• **PROBLEM TO WORK ON**
Pick out each line below containing "innermost".

Data excerpts:
+++

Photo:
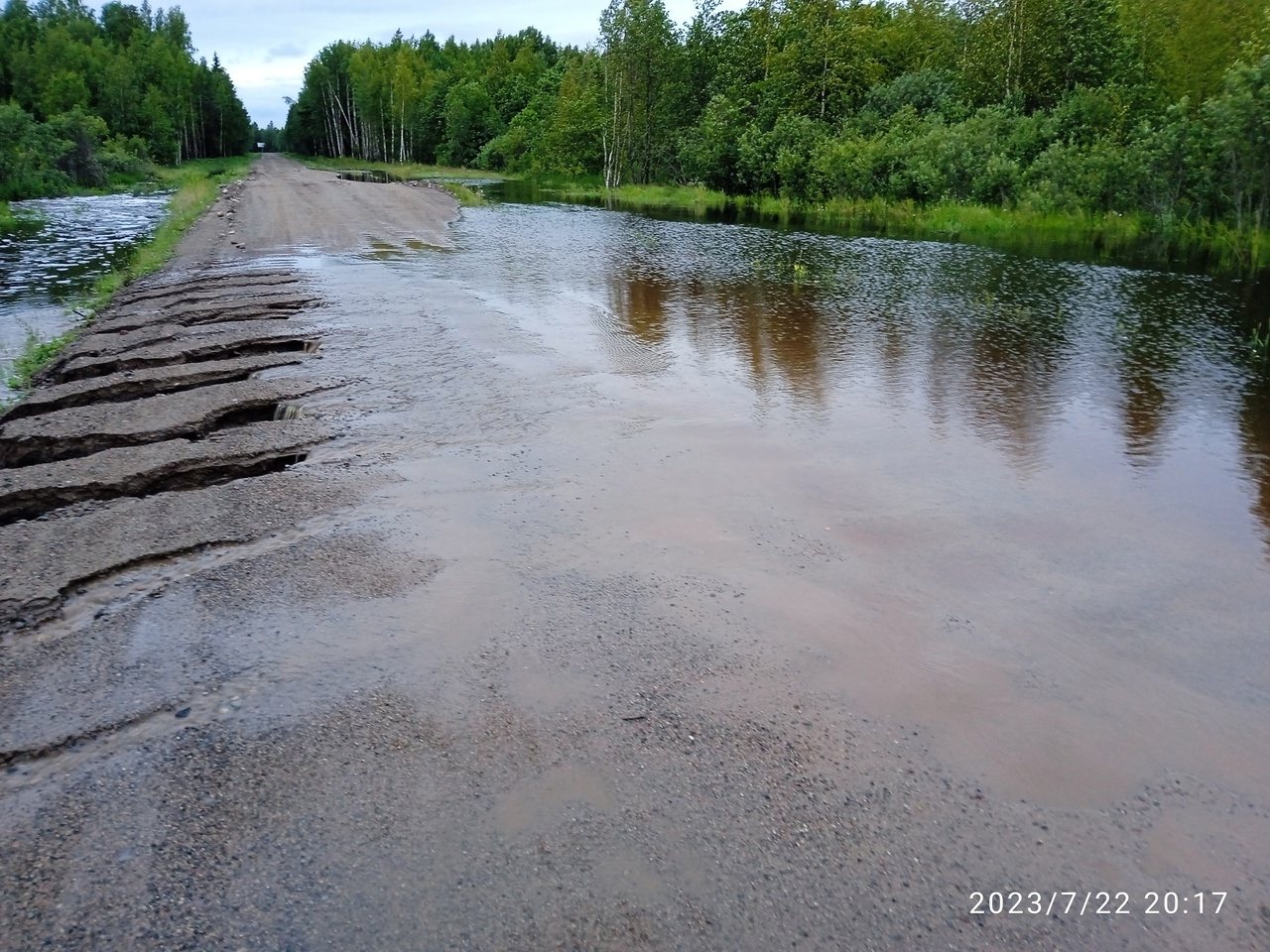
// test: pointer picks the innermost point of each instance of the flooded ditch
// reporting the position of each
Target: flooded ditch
(67, 244)
(752, 583)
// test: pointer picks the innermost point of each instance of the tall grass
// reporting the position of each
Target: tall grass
(1097, 235)
(194, 186)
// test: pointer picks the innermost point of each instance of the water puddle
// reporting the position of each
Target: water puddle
(1020, 500)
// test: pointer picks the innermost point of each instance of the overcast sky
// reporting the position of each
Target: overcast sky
(266, 45)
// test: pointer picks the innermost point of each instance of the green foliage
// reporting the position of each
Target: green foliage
(194, 186)
(1072, 111)
(91, 102)
(35, 357)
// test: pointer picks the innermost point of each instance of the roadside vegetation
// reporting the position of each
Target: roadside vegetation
(194, 186)
(1105, 125)
(93, 102)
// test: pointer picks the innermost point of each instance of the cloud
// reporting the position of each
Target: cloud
(285, 51)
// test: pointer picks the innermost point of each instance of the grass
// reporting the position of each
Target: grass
(1260, 343)
(36, 356)
(1097, 235)
(194, 186)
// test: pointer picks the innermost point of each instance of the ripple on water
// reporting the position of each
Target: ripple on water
(79, 239)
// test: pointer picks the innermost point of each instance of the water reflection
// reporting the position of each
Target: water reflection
(75, 241)
(1046, 361)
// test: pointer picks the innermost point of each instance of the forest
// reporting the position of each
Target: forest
(87, 100)
(1156, 108)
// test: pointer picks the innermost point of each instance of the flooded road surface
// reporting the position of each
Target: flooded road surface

+++

• **ANSWER FOR THE TASK**
// test: pointer picks the innermost point of each instance of the flooded ditch
// test: pointer picks the innermost point of each instance of the tall grass
// test: pointer picks the innermost point of each instance of the water puddle
// test: pointer picks the innermost point of each instance of the overcast sky
// test: pointer picks the innermost point of each instance of the green foliage
// test: pointer picks the innermost point of each instance of the roadside vegetation
// test: pointer picks the innermost point of each instance of the cloud
// test: pointer picks the innermost point of each instance of the grass
// test: pointer picks the innermost point of each instance of the ripple on water
// test: pointer picks the innermost point of each instance of the water reflection
// test: pointer picks the innermost point of each instance of the forest
// test: pointer picks the innermost point of each instance of the flooded road surface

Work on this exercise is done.